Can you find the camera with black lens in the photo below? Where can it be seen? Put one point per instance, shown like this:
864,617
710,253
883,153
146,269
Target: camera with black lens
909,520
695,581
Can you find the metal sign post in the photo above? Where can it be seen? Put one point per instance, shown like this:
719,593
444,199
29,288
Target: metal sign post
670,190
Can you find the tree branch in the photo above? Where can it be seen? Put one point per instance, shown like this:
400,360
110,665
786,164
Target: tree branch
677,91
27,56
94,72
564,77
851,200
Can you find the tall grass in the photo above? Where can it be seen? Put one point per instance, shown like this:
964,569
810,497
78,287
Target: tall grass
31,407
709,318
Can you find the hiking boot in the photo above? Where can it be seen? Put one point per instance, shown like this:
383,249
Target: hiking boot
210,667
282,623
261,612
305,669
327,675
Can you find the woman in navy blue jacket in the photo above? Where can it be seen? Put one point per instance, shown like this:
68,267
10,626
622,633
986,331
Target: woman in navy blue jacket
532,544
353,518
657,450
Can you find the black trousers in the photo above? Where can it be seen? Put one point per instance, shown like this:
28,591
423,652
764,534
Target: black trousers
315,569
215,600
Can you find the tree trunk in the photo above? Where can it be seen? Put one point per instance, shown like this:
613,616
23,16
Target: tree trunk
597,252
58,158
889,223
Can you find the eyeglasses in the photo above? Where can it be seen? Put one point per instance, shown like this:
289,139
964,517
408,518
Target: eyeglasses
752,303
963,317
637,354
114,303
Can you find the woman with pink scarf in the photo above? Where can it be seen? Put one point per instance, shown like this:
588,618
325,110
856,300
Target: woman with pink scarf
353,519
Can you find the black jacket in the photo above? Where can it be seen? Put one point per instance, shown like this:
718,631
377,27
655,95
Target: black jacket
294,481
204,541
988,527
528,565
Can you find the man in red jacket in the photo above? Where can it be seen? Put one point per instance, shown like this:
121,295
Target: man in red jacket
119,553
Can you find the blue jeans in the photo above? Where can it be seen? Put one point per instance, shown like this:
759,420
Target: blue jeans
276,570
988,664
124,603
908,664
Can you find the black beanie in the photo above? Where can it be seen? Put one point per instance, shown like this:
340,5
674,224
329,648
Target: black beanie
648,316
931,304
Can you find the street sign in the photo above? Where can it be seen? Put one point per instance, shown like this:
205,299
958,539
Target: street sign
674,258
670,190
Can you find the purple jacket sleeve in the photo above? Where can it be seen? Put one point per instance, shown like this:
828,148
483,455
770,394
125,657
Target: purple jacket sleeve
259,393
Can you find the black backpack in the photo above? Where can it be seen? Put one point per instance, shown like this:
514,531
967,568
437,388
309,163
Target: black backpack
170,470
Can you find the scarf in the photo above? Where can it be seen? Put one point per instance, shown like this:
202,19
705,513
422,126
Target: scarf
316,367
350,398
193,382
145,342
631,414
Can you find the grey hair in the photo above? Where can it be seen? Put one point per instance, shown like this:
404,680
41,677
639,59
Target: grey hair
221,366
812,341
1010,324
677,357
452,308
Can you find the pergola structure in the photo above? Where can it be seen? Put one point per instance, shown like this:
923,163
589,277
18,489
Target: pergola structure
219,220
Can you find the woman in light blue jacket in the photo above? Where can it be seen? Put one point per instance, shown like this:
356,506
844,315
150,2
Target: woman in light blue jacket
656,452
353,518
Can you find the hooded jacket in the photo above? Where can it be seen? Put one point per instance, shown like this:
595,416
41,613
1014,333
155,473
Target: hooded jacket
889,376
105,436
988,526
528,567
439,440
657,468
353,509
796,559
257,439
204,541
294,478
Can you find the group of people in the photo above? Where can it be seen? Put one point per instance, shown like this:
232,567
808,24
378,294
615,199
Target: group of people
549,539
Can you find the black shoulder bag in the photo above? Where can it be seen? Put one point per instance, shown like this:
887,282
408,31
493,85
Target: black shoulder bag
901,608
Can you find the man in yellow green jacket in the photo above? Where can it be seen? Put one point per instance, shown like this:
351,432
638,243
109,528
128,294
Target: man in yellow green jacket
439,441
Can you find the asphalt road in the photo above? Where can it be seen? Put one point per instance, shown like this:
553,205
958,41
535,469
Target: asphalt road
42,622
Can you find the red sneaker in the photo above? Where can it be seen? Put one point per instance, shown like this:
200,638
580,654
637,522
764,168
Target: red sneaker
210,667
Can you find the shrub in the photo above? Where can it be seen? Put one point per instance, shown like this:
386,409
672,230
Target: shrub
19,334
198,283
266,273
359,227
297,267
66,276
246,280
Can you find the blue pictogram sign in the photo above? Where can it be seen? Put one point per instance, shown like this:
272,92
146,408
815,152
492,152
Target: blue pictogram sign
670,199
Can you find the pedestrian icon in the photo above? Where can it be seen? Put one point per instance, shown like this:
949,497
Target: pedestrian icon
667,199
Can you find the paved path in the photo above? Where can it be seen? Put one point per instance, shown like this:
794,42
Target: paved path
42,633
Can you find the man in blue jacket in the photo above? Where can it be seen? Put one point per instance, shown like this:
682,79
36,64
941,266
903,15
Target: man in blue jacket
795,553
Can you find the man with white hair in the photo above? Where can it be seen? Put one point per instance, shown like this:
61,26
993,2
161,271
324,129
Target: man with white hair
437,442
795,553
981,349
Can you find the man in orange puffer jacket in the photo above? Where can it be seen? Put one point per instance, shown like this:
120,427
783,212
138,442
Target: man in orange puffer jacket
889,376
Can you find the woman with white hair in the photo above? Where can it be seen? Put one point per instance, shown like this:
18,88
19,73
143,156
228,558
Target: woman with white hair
= = = = =
The answer is all of the material, repeated exactly.

Can you find the camera with black lens in the photo below? Where can it be seen? Put one point per instance, shown like this:
864,617
710,253
883,153
146,269
Target: camera with black lens
909,520
695,581
Can you find the metal sign post in the photo above? Where can it be seen? Put one point per instance, shown like this:
719,593
444,199
29,288
Target: metal sign post
670,190
Can you find the tree branch in the photo above? Where can it be seen? Put one point per instance, shown like this:
400,360
110,665
786,164
Target: tree branch
677,91
27,56
94,72
564,77
851,200
Can you find the tall grass in the photo above? Where can it be seen? Put one point per instance, shown like this:
964,569
810,497
78,287
Target: tall grass
31,407
709,318
Can you find the hiking boot in the photo above? Where can it be seen? Put one point per instance, shown like this:
383,249
Target: hiking boot
210,667
282,623
261,612
305,669
327,675
Can you find the woman in navy blue jacket in the photo above? Where can it be seen? Put one point per instance, shown like this:
68,267
10,626
622,633
986,331
Target: woman in navy blue jacket
532,544
353,518
657,450
Can you find the black trousers in the photo above? Where can it be seen? Put one point per instance, shown like this:
28,591
423,652
764,534
Target: black trousers
315,569
215,600
Can you find the tree trunk in the photo above? Where can it be seen? Put one point per instance, shown like this:
613,616
23,16
Target: tree trunk
597,252
58,158
889,223
Can you find the eyeglasses in the photo above? Where can it be seen? Put one point per instance, shown like this:
289,139
964,517
408,518
Target: eyeglasses
752,303
963,317
637,354
114,303
Can you find the woman with pink scarf in the photo above? Where can it be seen? Put one point per instance, shown like this:
588,618
325,110
856,300
Target: woman with pink scarf
353,519
Can you find the black jacket in the photo above? Where can it be seen? Put one point per instance, shown like this:
718,631
377,27
655,95
Target: black jacket
294,481
204,541
988,527
528,565
Can you find the man in red jacket in the photo above? Where can it be seen? Put one point per instance, shown like this:
121,295
Target: man in red jacket
119,553
Can you find the blue jeans in the photo above? Where can it be seen? Put one point per instance, shown like this:
759,420
Target: blue jeans
276,570
988,664
124,603
908,664
Can you find the black beanie in the photo above? Where can it be seen? Put one point per instance, shown like this:
340,5
674,224
329,648
Target: black beanie
648,316
931,304
Can you find the street sign in the photo above? Where can it be seen? Put one point per instance, shown like this:
205,299
958,539
Target: street sign
674,258
670,190
Can you find the purple jacket sleeve in the photo above? Where can it be seen? Put one point per instance, shown like this:
828,148
483,455
770,394
125,657
Target: purple jacket sleeve
259,393
Can you find the black backpack in the photo above? Where can it be seen? Put one point per instance, shown like this:
514,531
967,568
437,388
309,163
Target: black backpack
170,470
Can you find the scarf in the photo above? Where can it be seen? Put one point per instance, shown like this:
202,19
705,513
422,126
Target: scarf
316,367
350,398
193,382
145,342
631,414
Can you find the grey hair in the photo above? Where can it be seen? Put one point per instance, shown like this:
404,680
41,677
639,59
Target: grey hair
221,366
812,341
1010,324
677,357
452,308
Can you find the pergola structure in the photo above? Where can it be seen? Put one point per instance, shown like this:
923,163
589,277
18,489
Target: pergola structure
219,220
Can you find the woman in light blue jacket in the photo above? Where can it be seen? Put one point per instance, shown like this:
356,506
844,315
150,2
Target: woman in light blue jacket
656,452
353,518
Can you find the hooded jacket in the photo above? Where can it be seen? Put one point per instance, shown like this:
595,416
41,613
1014,333
155,473
Target: hooded jacket
889,376
105,436
988,526
528,567
439,440
657,468
353,509
796,559
257,439
204,541
294,478
Can you find the group of people in the photo above? Where can it be seen? Put one point per instance, shown like this:
232,567
808,24
378,294
615,199
Target: group of people
549,539
Can you find the black shoulder bag in the photo above? Where can it be seen? Put one point per instance, shown like this:
887,282
408,31
493,85
Target: black shoulder bag
901,608
Can you find the man in yellow green jacket in the photo above? Where can it be seen? Put one point per instance, shown like this:
351,432
638,243
109,528
128,294
Target: man in yellow green jacket
439,441
Can you find the asphalt road in the photo above? Where can it be seen? Put one point per instance, shown like this:
553,205
958,41
535,469
Target: asphalt road
42,622
Can you find the red sneaker in the photo above? Where can it be seen? Put one point per instance, shown like this:
200,638
580,654
637,522
764,168
Target: red sneaker
210,667
Can you find the shrub in the photo above? Where can it be seen? Put one point per instance, shown like this:
386,409
672,230
Target: shrub
19,334
198,283
266,273
359,227
297,267
66,276
246,280
Can you find the blue pictogram sign in the photo above? Where can it be seen? Put one point per instance, shown like this:
272,92
146,408
815,152
492,152
Target: blue pictogram sign
670,199
Can you find the pedestrian icon in the photo above? Where can it be seen? Put one point per instance, shown like this:
949,497
Target: pedestrian icon
667,199
Can you find the paved path in the photo above? Where can it be seen? Put one point per instance, shown like this:
794,42
Target: paved path
42,633
Can you find the man in blue jacket in the photo above? Where can it be seen? Put one point per instance, shown like this:
682,79
36,64
941,266
903,15
Target: man in blue jacket
795,553
Can you find the man with white hair in the photo above? Where can it be seen? Put one point per instance, shown like this:
61,26
993,2
161,271
324,129
Target: man with white hair
437,442
795,553
981,349
Can you find the man in orange puffer jacket in the photo above? Where can it be seen? Put one point per instance, shown like this:
120,427
783,212
138,442
Target: man in orange puffer jacket
889,376
Can you find the woman with white hair in the photo above? Where can it be seen? Put one point per instance, shown like this:
18,88
19,73
143,156
228,558
Target: woman with white hair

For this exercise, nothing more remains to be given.